● **Was zu tun ist**
Wie geht das Urteil des OLG Celle zum Gewährleistungseinbehalt im Bauvertrag weiter? Schreiben Sie den Text im Anschluss an seine letzte Zeile fort.

● **Ausgewählter Text**
.....
Urteil des OLG Celle vom 13.11.2003

OLG Celle: einfache bürgschaft, treu und glauben, allgemeine geschäftsbedingungen, anforderung, bauvertrag, sicherheitsleistung, abnahme, unternehmer, bürgschaftsurkunde, besteller

Gericht:
OLG Celle, 13. Zivilsenat
Typ, AZ:
Urteil, 13 U 136/03
Datum:
13.11.2003
Sachgebiet:
Normen:
AGBG § 9 Abs. 1, BGB § 133, BGB § 157
Leitsatz:
Die in Allgemeinen Geschäftsbedingungen eines Bauvertrags getroffene Regelung, wonach der
Besteller nach Abnahme des Bauwerks 5 % der Auftragssumme für die Dauer der
Gewährleistungsfrist einbehalten darf und dem Auftragnehmer das Recht eingeräumt wird, den
Einbehalt durch eine Bürgschaft auf erstes Anfordern abzulösen, ist insgesamt unwirksam (BGH,
NJW 2001, 1857; NJW 2002, 894).
Der Bauvertrag kann dann nicht ergänzend dahin ausgelegt werden, dass der Unternehmer anstatt der
Bürgschaft auf erstes Anfordern eine „einfache“ Bürgschaft schuldet.
Volltext:
Oberlandesgericht Celle
Im Namen des Volkes
Urteil
13 U 136/03
25 O 20/03 Landgericht Hannover Verkündet am
13. November 2003
#######,
Justizsekretärin
als Urkundsbeamtin
der Geschäftsstelle
In dem Rechtsstreit
pp.
.....
● **Bereitgestellte Daten**
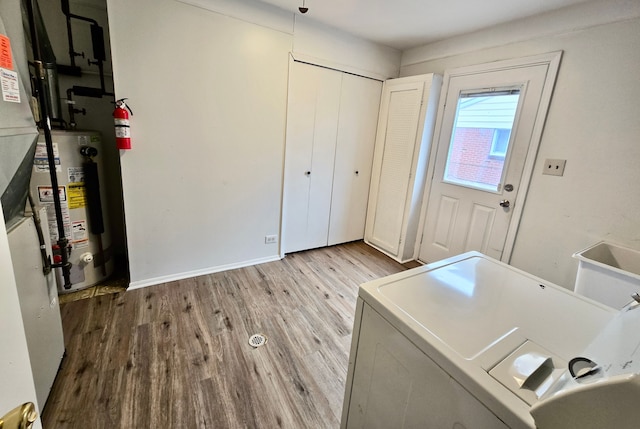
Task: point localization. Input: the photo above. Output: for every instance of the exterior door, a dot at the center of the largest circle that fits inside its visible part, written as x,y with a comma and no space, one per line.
491,123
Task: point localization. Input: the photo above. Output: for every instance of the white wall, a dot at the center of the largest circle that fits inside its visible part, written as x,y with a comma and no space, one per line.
203,182
593,123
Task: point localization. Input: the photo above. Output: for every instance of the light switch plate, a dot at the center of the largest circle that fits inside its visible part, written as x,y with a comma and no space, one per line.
554,167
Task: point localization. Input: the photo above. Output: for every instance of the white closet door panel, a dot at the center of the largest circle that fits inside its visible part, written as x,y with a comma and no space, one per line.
400,122
359,108
313,107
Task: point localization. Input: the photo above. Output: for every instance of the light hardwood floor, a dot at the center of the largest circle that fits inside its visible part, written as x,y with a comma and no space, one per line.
177,355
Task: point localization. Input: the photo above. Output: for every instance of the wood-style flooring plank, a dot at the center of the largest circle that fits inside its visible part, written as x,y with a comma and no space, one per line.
177,355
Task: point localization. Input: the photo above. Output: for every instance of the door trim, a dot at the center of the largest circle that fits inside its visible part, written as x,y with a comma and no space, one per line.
552,60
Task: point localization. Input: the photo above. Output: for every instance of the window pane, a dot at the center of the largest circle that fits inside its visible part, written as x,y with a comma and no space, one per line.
480,139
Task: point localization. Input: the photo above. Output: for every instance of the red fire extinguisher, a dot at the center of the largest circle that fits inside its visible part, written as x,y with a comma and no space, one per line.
121,122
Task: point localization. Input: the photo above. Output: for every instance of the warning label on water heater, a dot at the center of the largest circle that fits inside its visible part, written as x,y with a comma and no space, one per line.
76,193
10,87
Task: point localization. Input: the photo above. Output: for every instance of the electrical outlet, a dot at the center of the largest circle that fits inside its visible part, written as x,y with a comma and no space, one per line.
554,167
270,239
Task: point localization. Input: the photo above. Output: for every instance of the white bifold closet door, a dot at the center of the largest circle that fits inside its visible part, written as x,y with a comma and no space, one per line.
331,126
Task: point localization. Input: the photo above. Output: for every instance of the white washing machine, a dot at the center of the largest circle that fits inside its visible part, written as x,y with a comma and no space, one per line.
472,343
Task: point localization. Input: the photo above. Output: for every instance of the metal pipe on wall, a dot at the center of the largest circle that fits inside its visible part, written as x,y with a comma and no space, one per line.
45,123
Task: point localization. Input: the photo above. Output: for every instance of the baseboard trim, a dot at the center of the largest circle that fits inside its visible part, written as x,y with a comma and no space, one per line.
189,274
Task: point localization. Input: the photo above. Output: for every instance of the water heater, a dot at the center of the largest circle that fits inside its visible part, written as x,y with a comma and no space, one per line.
83,207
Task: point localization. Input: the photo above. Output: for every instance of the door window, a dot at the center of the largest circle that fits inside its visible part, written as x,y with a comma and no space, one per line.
480,138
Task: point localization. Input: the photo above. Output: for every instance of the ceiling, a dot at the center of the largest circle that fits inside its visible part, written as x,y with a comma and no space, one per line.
404,24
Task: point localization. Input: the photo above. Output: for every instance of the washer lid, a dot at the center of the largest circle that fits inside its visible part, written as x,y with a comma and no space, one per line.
471,303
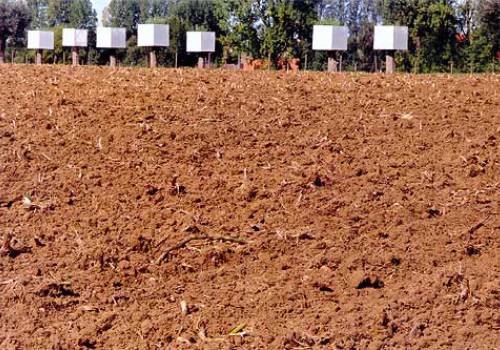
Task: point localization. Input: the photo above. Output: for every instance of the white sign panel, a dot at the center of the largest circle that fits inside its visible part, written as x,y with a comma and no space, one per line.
75,37
329,38
111,38
153,35
390,38
200,41
38,39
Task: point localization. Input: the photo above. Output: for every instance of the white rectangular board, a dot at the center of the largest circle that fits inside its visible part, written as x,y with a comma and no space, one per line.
40,40
329,38
111,38
153,35
200,41
75,37
390,38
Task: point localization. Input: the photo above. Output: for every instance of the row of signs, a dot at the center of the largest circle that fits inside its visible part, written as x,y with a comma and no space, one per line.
325,38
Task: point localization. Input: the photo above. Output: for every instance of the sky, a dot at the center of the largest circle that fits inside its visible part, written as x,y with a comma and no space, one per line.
99,5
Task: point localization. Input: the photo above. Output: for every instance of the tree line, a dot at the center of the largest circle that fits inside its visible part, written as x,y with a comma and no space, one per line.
444,35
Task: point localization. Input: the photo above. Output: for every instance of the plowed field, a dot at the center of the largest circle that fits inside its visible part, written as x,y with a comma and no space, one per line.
164,209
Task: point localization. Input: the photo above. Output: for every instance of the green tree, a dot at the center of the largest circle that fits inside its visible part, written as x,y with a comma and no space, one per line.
237,21
38,11
489,21
72,13
14,19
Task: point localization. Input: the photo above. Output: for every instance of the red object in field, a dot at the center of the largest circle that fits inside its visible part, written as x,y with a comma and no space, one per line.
460,38
255,64
294,64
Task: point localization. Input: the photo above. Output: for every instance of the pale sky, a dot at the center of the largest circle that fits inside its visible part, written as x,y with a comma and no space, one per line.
99,5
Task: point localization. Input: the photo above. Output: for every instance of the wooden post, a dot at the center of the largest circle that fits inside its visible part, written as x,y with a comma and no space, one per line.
74,56
390,65
201,62
332,63
152,58
38,59
2,53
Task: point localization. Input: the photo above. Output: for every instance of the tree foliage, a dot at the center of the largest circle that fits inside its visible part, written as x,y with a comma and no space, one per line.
464,34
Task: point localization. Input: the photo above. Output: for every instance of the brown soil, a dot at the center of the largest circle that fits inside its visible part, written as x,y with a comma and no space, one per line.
356,211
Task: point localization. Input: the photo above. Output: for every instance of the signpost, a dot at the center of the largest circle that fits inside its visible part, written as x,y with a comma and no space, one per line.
111,38
40,40
330,38
201,42
75,38
153,35
390,38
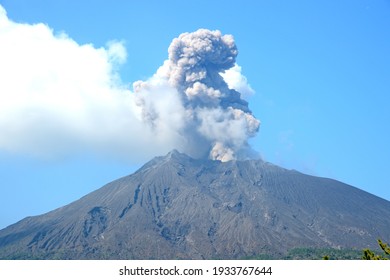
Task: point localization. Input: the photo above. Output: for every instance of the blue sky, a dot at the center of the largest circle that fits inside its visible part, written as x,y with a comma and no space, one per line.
320,71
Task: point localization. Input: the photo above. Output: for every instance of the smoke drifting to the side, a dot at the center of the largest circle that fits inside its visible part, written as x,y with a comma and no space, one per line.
213,120
59,98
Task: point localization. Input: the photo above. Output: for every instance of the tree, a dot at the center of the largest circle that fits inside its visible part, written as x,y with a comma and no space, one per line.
370,255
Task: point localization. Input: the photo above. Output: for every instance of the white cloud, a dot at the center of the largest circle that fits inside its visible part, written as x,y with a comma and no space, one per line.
237,81
58,97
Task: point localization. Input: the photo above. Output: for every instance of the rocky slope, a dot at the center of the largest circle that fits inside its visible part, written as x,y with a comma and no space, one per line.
176,207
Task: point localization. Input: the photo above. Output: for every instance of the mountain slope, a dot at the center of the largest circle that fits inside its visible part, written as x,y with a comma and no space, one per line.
179,207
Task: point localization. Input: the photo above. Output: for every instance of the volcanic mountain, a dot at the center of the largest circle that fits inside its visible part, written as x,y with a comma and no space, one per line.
177,207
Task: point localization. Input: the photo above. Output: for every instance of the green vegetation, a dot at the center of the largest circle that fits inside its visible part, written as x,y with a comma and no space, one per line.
370,255
323,253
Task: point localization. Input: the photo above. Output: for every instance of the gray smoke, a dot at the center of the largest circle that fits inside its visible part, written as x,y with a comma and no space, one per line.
188,100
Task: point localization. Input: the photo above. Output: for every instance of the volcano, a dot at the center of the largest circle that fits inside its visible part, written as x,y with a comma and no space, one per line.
178,207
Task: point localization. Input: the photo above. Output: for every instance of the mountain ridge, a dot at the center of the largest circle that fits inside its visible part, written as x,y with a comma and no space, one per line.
175,206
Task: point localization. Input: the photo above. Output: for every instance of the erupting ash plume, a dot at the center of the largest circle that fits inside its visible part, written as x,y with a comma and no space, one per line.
210,119
59,98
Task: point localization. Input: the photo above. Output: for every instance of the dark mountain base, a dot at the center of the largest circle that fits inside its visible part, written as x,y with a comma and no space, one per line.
176,207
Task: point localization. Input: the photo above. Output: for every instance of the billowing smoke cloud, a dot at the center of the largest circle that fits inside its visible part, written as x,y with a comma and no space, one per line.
59,98
216,121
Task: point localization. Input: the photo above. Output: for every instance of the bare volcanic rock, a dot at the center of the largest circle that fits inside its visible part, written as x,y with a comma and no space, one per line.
177,207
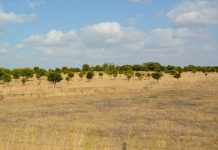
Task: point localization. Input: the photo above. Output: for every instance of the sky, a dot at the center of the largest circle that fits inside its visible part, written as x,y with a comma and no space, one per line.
50,33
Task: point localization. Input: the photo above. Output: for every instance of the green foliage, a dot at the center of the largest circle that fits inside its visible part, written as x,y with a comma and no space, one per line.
157,75
82,74
101,74
153,66
129,74
177,75
67,78
54,77
16,73
139,75
64,70
85,67
40,72
70,75
90,75
148,75
27,73
23,81
98,68
58,70
137,67
6,78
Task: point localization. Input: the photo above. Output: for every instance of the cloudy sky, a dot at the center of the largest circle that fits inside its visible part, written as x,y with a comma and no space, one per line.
50,33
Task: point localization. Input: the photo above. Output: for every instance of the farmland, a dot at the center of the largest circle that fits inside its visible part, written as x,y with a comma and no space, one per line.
104,112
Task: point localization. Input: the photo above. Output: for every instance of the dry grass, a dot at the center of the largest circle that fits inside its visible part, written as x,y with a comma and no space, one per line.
103,113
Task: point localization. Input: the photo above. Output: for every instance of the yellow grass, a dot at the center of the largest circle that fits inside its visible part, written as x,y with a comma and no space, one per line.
104,113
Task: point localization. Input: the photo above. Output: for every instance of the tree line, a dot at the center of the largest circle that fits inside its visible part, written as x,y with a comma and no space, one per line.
150,69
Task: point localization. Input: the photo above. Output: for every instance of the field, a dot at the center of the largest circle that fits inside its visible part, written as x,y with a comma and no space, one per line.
177,114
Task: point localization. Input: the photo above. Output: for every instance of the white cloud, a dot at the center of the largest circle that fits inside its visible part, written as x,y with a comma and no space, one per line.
4,48
195,12
34,4
15,18
131,21
140,1
6,18
110,38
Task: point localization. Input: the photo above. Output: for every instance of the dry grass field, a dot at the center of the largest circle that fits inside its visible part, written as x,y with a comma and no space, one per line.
103,113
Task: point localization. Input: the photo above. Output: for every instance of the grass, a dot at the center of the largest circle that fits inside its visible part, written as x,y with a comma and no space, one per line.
166,114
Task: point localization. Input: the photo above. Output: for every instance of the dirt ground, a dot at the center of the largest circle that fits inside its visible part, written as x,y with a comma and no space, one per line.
103,113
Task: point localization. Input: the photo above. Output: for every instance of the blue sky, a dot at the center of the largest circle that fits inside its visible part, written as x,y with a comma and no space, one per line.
50,33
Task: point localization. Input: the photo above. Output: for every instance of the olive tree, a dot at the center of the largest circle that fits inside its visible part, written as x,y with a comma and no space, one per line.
6,78
54,77
101,74
157,75
40,72
27,73
90,75
129,74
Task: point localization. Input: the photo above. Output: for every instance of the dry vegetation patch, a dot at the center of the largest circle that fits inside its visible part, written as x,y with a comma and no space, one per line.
167,114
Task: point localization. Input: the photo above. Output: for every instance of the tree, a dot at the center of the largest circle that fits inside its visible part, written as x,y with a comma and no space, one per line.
81,74
85,67
129,74
64,70
90,75
70,75
40,72
54,77
157,75
139,75
148,75
177,75
101,74
23,81
6,78
114,73
16,73
137,68
27,73
67,78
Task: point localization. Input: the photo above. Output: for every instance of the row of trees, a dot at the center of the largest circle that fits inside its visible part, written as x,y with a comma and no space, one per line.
55,75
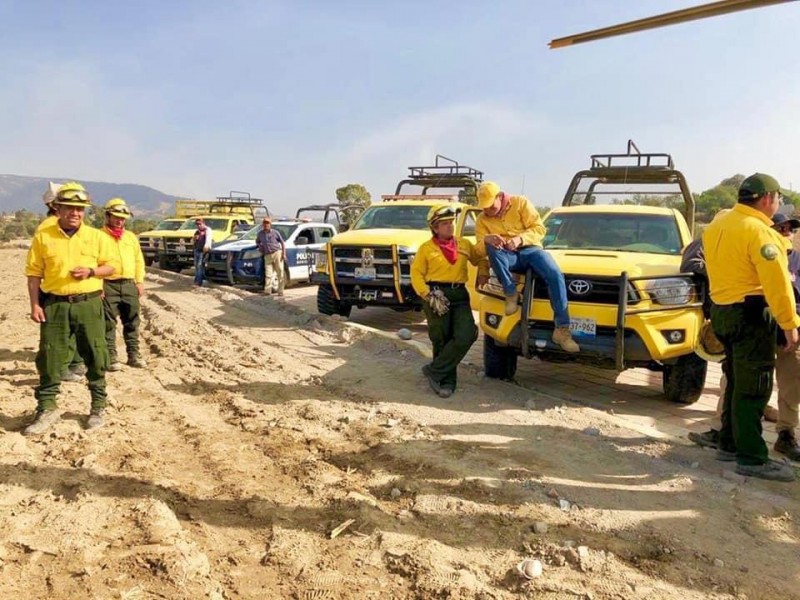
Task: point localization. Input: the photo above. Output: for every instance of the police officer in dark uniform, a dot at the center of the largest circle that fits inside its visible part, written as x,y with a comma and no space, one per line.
752,297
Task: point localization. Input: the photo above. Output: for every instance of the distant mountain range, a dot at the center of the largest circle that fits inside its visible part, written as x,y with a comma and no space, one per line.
18,192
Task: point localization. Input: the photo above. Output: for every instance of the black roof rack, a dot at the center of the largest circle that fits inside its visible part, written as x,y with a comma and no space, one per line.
634,168
632,159
240,198
444,173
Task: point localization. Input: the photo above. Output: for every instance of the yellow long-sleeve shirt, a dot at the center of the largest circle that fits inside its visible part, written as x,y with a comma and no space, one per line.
520,219
128,254
431,265
53,254
746,257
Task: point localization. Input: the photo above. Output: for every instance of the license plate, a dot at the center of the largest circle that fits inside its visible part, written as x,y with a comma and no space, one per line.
583,327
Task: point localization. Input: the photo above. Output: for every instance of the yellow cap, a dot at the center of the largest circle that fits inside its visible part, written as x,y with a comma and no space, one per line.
72,194
442,212
50,194
117,207
487,192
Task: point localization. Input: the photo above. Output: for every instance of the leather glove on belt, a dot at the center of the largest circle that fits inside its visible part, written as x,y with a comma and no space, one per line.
438,302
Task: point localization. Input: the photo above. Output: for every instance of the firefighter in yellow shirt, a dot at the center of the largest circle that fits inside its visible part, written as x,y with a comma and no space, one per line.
124,288
510,231
64,267
752,296
439,276
76,369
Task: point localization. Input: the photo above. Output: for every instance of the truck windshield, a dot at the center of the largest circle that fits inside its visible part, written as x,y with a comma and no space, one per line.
215,224
654,234
394,217
285,231
168,225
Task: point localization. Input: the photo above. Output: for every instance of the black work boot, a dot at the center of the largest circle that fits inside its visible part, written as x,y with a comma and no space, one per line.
707,439
135,360
787,445
96,419
435,385
42,421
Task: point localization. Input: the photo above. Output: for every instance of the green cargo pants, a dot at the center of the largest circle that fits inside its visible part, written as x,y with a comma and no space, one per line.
121,301
66,327
451,334
749,336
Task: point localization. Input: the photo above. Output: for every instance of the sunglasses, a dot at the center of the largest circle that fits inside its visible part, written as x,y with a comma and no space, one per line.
73,195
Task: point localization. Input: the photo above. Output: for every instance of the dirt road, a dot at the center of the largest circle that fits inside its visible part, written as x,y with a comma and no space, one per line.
258,430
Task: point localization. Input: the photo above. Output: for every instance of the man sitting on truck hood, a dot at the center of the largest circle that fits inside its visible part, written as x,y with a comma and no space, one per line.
511,230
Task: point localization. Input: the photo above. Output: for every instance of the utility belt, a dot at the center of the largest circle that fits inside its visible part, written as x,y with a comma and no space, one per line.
445,284
71,299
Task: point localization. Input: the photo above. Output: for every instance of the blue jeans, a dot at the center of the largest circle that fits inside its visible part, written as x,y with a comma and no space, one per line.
504,262
199,267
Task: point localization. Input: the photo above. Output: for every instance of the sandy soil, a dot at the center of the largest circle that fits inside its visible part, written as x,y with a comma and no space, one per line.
258,430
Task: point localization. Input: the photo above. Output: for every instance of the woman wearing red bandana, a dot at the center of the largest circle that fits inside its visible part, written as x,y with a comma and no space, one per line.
124,288
439,276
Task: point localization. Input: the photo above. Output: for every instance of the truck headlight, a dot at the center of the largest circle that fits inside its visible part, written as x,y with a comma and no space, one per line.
672,291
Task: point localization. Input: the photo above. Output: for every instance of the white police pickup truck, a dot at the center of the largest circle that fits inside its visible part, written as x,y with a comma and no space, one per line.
239,262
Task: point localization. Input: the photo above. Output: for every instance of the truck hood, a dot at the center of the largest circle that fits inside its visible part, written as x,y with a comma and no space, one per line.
612,264
236,246
408,238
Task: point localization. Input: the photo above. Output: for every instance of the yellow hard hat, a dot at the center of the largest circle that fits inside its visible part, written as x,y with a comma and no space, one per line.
442,212
487,192
73,194
50,193
117,207
708,347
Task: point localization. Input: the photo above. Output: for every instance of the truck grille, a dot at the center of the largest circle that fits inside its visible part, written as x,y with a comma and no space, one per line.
593,290
347,258
176,246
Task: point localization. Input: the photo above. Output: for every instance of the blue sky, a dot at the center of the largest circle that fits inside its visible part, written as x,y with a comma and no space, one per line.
289,100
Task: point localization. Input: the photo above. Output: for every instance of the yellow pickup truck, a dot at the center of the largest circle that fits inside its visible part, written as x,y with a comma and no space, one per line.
150,241
226,216
630,306
370,264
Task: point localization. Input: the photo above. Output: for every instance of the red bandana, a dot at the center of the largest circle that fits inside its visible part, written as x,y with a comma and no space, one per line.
116,232
448,248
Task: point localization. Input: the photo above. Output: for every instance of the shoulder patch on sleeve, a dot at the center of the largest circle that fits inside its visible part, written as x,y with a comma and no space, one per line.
769,251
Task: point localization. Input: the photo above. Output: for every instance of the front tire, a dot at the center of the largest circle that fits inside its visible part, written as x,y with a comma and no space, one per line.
499,362
327,304
166,265
685,380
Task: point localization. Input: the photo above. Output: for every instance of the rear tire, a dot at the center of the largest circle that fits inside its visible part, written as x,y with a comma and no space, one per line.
327,304
684,381
499,362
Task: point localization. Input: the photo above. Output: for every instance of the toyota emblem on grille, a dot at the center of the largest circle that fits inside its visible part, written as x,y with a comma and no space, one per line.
579,287
366,257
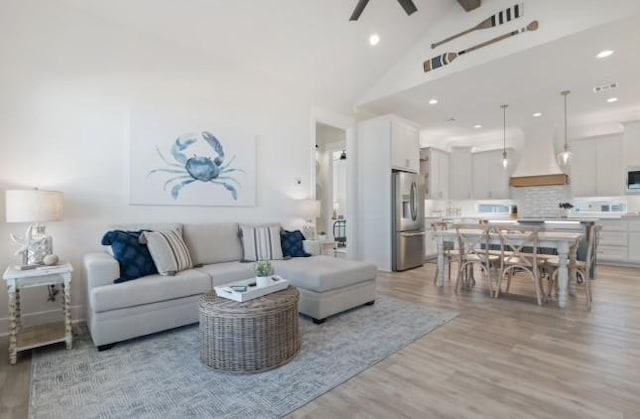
.....
● **Ergebnis**
hat der 13. Zivilsenat des Oberlandesgerichts Celle unter Mitwirkung des Vorsitzenden Richters am
Oberlandesgericht ####### sowie der Richter am Oberlandesgericht ####### und ####### aufgrund der mündlichen
Verhandlung vom 28. Oktober 2003 für Recht erkannt:
Auf die Berufung der Beklagten wird das Urteil des Landgerichts####### vom 3. Juli 2003 geändert und die Klage
abgewiesen.
Die Klägerin hat die Kosten des Rechtsstreits zu tragen.
Das Urteil ist vorläufig vollstreckbar. Die Klägerin darf die Vollstreckung der Beklagten durch Sicherheitsleistung in
Höhe von 110 % des vollstreckbaren Betrages abwenden, wenn nicht die Beklagte vor der Vollstreckung Sicherheit
in Höhe des jeweils zu vollstreckenden Betrages leistet.
Die Revision wird nicht zugelassen.
Streitwert im Berufungsverfahren: 82.573,64 EUR.
Gründe
I.
Die Klägerin nimmt die beklagte Versicherung aus einer Bürgschaft in Anspruch.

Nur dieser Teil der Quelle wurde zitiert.